(Data excerpts)
--------------------------------
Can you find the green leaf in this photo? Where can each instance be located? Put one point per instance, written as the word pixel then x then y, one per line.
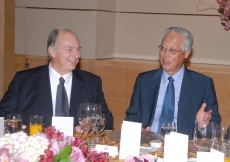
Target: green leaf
pixel 64 155
pixel 57 158
pixel 66 150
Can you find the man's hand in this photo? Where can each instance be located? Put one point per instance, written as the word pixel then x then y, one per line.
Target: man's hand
pixel 147 129
pixel 204 116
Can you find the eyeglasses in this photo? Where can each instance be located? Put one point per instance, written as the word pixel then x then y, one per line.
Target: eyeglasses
pixel 171 51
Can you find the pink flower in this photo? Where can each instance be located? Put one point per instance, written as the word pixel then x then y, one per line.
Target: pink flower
pixel 76 155
pixel 5 156
pixel 227 25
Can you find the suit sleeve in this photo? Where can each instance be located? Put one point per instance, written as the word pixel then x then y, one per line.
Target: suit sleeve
pixel 211 101
pixel 9 101
pixel 133 113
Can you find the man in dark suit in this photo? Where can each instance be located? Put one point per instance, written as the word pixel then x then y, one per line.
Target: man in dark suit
--------------------------------
Required action — Lines, not occurrences, are what count: report how many lines of the records above include the word "dark", and nothing else.

Finished exercise — 2